What you have to do:
Turn the stretch of lines from the one containing "Can you find the orange cloud?" through the one containing "pixel 496 69" into a numbered list, leaving out any blank lines.

* * * * * * * * *

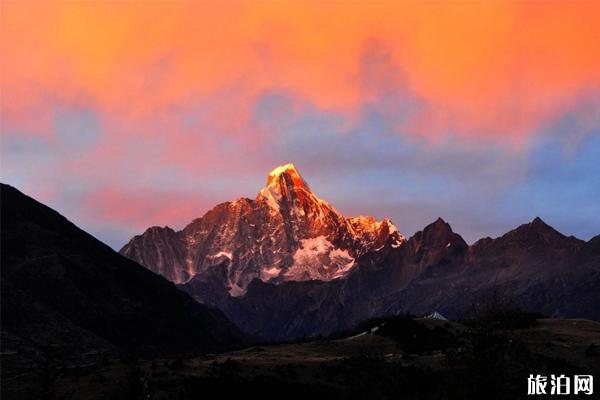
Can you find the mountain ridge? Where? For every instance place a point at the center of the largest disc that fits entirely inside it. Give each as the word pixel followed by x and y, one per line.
pixel 52 267
pixel 533 265
pixel 285 233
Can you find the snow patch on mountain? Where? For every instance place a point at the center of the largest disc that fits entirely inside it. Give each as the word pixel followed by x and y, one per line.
pixel 317 258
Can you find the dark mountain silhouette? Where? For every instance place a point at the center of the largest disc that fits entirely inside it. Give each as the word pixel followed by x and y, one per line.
pixel 64 294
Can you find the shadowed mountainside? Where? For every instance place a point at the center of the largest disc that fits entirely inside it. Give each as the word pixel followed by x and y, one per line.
pixel 65 293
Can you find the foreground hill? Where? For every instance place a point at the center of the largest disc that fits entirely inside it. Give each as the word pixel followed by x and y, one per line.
pixel 396 358
pixel 66 295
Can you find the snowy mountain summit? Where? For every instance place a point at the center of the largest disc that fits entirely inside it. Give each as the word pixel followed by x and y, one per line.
pixel 285 234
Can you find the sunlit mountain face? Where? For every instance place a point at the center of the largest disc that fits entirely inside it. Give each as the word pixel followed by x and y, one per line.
pixel 285 234
pixel 131 267
pixel 287 265
pixel 485 114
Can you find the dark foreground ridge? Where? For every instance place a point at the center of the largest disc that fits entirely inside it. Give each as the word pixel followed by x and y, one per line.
pixel 396 358
pixel 67 297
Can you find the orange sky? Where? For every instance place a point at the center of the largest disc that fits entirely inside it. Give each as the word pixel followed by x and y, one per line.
pixel 481 69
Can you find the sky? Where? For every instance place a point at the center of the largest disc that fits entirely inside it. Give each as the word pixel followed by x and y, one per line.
pixel 125 115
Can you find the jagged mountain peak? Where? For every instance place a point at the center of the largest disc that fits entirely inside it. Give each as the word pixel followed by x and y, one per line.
pixel 286 233
pixel 288 170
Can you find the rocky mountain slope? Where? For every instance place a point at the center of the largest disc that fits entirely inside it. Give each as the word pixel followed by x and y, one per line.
pixel 285 234
pixel 288 265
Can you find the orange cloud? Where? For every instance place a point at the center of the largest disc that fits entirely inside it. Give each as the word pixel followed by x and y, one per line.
pixel 496 69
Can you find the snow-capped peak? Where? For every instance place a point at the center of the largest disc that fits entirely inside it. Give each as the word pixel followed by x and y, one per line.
pixel 289 170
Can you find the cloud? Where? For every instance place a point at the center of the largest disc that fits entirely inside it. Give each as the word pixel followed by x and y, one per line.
pixel 494 70
pixel 125 115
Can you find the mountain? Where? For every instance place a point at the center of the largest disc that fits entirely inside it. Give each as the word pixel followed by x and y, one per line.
pixel 285 234
pixel 288 265
pixel 432 271
pixel 67 295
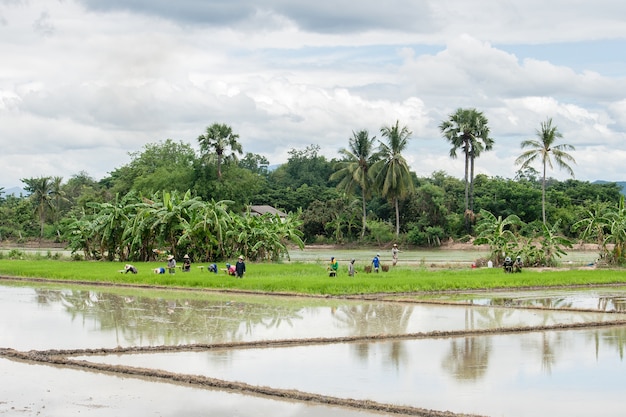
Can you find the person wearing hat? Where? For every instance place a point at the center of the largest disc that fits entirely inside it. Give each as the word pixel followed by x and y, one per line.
pixel 351 270
pixel 517 265
pixel 376 262
pixel 333 267
pixel 240 267
pixel 171 264
pixel 394 254
pixel 186 263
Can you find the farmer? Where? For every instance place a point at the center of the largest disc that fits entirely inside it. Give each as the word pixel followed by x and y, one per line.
pixel 240 267
pixel 517 265
pixel 508 264
pixel 333 267
pixel 394 253
pixel 351 270
pixel 186 263
pixel 376 262
pixel 171 264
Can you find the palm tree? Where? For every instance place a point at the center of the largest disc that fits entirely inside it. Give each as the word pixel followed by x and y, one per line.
pixel 40 190
pixel 219 138
pixel 467 129
pixel 541 148
pixel 391 172
pixel 354 171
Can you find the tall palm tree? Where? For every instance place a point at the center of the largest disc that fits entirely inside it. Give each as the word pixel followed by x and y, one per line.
pixel 40 190
pixel 467 129
pixel 391 172
pixel 219 138
pixel 541 148
pixel 354 170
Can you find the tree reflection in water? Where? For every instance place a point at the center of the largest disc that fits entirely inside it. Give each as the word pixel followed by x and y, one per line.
pixel 376 319
pixel 140 320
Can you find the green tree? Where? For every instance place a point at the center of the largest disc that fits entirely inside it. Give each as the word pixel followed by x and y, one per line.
pixel 540 149
pixel 166 165
pixel 391 171
pixel 498 233
pixel 467 129
pixel 353 172
pixel 40 190
pixel 217 141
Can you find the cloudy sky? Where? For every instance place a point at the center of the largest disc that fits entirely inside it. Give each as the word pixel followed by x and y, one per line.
pixel 85 82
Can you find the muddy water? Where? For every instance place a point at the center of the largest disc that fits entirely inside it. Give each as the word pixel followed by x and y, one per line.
pixel 475 355
pixel 486 375
pixel 39 390
pixel 608 298
pixel 80 317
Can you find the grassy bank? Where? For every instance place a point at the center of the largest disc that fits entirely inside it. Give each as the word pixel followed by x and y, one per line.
pixel 310 278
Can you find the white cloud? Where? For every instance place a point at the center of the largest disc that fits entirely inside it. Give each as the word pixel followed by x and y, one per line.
pixel 87 82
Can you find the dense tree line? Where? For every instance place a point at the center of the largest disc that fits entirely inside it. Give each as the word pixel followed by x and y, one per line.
pixel 171 197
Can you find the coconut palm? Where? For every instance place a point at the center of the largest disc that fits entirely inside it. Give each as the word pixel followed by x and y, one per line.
pixel 354 170
pixel 467 129
pixel 40 190
pixel 219 138
pixel 540 149
pixel 391 172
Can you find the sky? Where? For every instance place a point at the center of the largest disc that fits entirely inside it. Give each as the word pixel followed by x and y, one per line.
pixel 83 83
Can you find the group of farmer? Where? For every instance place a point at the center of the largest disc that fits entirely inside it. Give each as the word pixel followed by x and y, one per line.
pixel 238 269
pixel 510 266
pixel 375 266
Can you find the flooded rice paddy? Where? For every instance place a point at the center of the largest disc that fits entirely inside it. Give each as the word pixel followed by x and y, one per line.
pixel 70 349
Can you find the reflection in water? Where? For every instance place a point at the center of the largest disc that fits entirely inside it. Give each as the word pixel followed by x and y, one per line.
pixel 468 358
pixel 150 320
pixel 511 375
pixel 376 319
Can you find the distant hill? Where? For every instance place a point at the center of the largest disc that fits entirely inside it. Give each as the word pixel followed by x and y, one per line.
pixel 620 183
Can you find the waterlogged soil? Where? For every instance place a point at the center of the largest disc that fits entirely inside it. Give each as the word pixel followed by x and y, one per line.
pixel 110 351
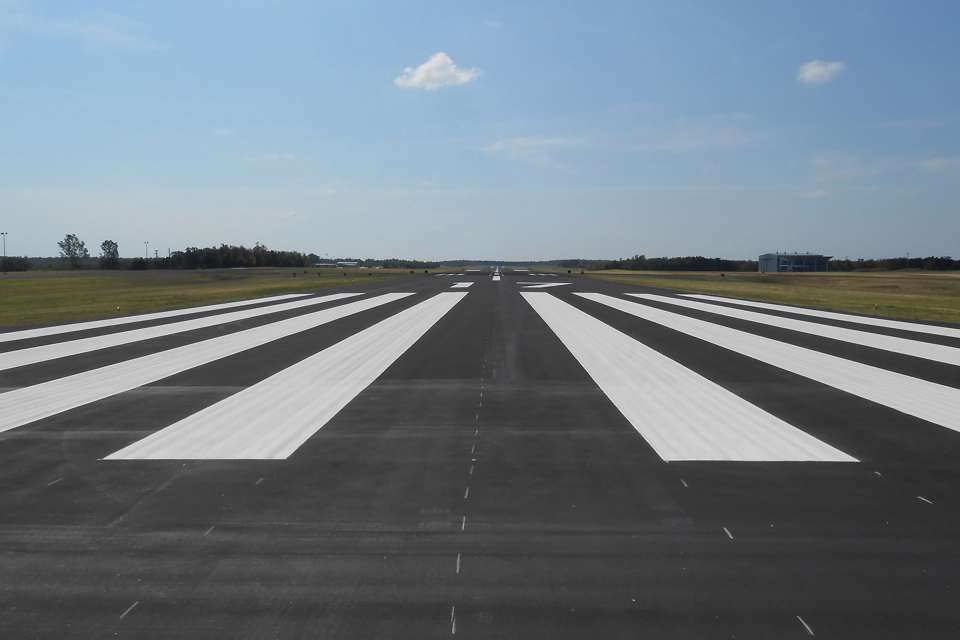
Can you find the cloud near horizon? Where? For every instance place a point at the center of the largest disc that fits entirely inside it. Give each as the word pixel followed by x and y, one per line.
pixel 819 71
pixel 437 72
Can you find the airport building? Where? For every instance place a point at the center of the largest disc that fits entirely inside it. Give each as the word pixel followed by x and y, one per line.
pixel 792 262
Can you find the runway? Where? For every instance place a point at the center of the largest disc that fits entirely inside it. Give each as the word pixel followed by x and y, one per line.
pixel 487 454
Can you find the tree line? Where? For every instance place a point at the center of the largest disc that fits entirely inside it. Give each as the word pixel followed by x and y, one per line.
pixel 74 252
pixel 701 263
pixel 680 263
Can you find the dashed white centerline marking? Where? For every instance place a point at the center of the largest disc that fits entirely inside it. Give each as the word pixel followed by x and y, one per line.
pixel 129 609
pixel 805 626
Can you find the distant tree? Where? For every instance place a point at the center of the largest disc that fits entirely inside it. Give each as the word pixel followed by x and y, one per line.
pixel 14 263
pixel 73 249
pixel 109 255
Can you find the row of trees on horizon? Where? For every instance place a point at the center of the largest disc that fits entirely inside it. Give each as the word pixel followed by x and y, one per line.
pixel 73 253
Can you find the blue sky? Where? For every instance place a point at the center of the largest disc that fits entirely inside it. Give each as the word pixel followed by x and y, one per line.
pixel 497 130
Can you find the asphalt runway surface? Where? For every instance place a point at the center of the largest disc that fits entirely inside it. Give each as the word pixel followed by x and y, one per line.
pixel 518 455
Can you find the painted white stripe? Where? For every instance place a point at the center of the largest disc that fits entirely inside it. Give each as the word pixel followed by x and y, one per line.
pixel 683 415
pixel 915 348
pixel 33 355
pixel 28 404
pixel 271 419
pixel 929 401
pixel 112 322
pixel 950 332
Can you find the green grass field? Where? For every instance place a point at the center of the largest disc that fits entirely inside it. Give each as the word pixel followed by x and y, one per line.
pixel 51 297
pixel 907 295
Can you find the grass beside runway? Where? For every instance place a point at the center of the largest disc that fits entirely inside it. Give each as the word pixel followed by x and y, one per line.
pixel 53 297
pixel 905 295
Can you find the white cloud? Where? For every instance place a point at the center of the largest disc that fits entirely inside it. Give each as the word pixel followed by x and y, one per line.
pixel 819 71
pixel 105 31
pixel 437 72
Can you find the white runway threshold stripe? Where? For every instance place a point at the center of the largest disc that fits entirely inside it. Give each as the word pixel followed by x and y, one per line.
pixel 539 285
pixel 33 355
pixel 950 332
pixel 271 419
pixel 26 334
pixel 915 348
pixel 928 401
pixel 681 414
pixel 29 404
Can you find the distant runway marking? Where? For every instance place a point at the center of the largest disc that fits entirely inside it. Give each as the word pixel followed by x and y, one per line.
pixel 845 317
pixel 273 418
pixel 929 401
pixel 112 322
pixel 29 404
pixel 543 285
pixel 129 609
pixel 915 348
pixel 681 414
pixel 33 355
pixel 805 626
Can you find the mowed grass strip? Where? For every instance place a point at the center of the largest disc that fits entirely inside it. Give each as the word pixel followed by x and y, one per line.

* * * * * * * * *

Exercise answer:
1. Can you find the orange cloud? Where? For every instance place a point at the center of the largest disc that fits entirely inside it. Give each as the word pixel followed by x and y, one per line.
2. pixel 496 69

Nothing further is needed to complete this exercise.